[Source data]
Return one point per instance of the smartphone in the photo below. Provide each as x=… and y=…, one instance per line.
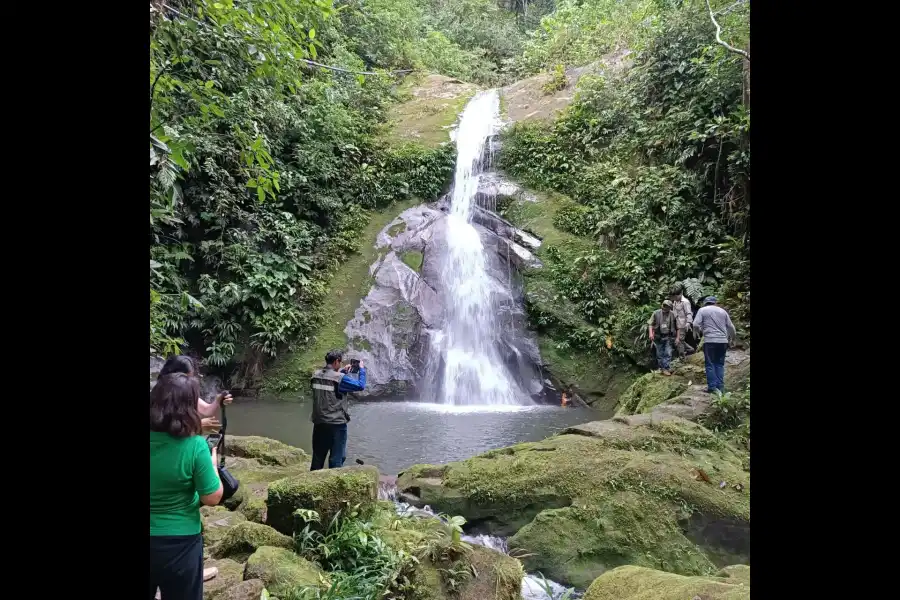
x=213, y=440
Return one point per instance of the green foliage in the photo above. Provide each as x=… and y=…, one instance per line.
x=262, y=174
x=729, y=413
x=361, y=564
x=578, y=32
x=557, y=80
x=659, y=168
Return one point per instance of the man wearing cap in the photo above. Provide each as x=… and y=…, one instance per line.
x=718, y=331
x=663, y=329
x=684, y=319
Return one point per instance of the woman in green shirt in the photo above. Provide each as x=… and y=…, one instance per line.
x=183, y=475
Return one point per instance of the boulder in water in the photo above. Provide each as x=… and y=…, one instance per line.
x=582, y=503
x=283, y=572
x=640, y=583
x=326, y=491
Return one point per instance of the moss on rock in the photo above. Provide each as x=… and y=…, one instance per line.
x=326, y=491
x=245, y=538
x=648, y=391
x=640, y=583
x=598, y=500
x=266, y=450
x=230, y=574
x=217, y=521
x=283, y=571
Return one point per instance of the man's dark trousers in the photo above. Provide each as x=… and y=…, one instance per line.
x=327, y=439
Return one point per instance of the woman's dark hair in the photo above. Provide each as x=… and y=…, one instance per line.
x=178, y=364
x=173, y=405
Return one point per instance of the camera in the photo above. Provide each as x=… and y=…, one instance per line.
x=213, y=440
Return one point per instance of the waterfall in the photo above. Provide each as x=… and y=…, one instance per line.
x=473, y=370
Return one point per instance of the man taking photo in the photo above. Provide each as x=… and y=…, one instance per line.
x=330, y=412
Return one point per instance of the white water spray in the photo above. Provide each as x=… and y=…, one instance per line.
x=474, y=373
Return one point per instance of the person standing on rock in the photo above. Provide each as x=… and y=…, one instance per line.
x=183, y=475
x=330, y=412
x=714, y=324
x=684, y=319
x=663, y=329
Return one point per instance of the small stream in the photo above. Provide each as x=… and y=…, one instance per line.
x=534, y=587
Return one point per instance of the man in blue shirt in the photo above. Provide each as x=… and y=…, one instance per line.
x=331, y=412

[DO THIS] Render all of the lines above as a JSON list of strings, with one string for each line, omitting blank lines and leaving the pictures out.

[TASK ANSWER]
[
  "Return one point per instance of the smartphone in the photo below. Provide each as x=… and y=…, one instance per line.",
  "x=213, y=440",
  "Return one point per instance of the green foliage in the photo above. Provide each as x=… and y=…, one instance per line.",
  "x=262, y=174",
  "x=729, y=413",
  "x=361, y=564",
  "x=578, y=32",
  "x=557, y=80",
  "x=659, y=168",
  "Return one point per instance of the man wearing cap in the photo above. Provide each as x=… and y=…, one instance per line.",
  "x=718, y=331",
  "x=663, y=329",
  "x=684, y=319",
  "Return one point per instance of the woman in green shirt in the photo above. Provide each as x=… and y=…, one instance per line.",
  "x=183, y=475",
  "Return one point per instance of the boulder in water in the photo above. Provide each as x=… and y=…, one instance per line.",
  "x=582, y=503",
  "x=283, y=572",
  "x=640, y=583",
  "x=326, y=491",
  "Return one point per instance of the moss on rock in the photo above. Provide each as x=… and y=…, one instance per line.",
  "x=326, y=491",
  "x=245, y=538",
  "x=648, y=391",
  "x=640, y=583",
  "x=598, y=500",
  "x=266, y=450",
  "x=230, y=574",
  "x=217, y=521",
  "x=283, y=571",
  "Return one point per instance of the man's dark trousers in the photo above. Provide each as x=… and y=…, one instance per line.",
  "x=327, y=439",
  "Return one point per instance of the woman's dark hair in the photo above. Provide each as x=… and y=…, one instance per line.",
  "x=178, y=364",
  "x=173, y=405",
  "Return one point per instance of the camera in the photo above. Provide each as x=… and y=…, one instance per line.",
  "x=213, y=440",
  "Return one point per instance of the waterfall in the photo above. Provide each as x=… and y=…, one instance per line.",
  "x=473, y=370",
  "Return one point per instance of the man taking photo in the photo above. Provide each as x=… and y=…, one instance per line.",
  "x=330, y=412",
  "Return one point per instance of the white water spray in the photo above. Provide each as x=… and y=…, one instance per line.",
  "x=474, y=373",
  "Return one point per instance of the person standing on rock in the photo above. Provide each as x=… and y=…, one instance per line.",
  "x=183, y=475",
  "x=330, y=412",
  "x=714, y=324",
  "x=684, y=319",
  "x=663, y=329",
  "Return one point per instance of the small stream in the photo above. Provide each as x=… and y=…, one instance per line.",
  "x=534, y=587",
  "Return one point per instance of the man in blue shirt in the photo above. Provide each as x=… and y=…, one instance per line.",
  "x=331, y=412"
]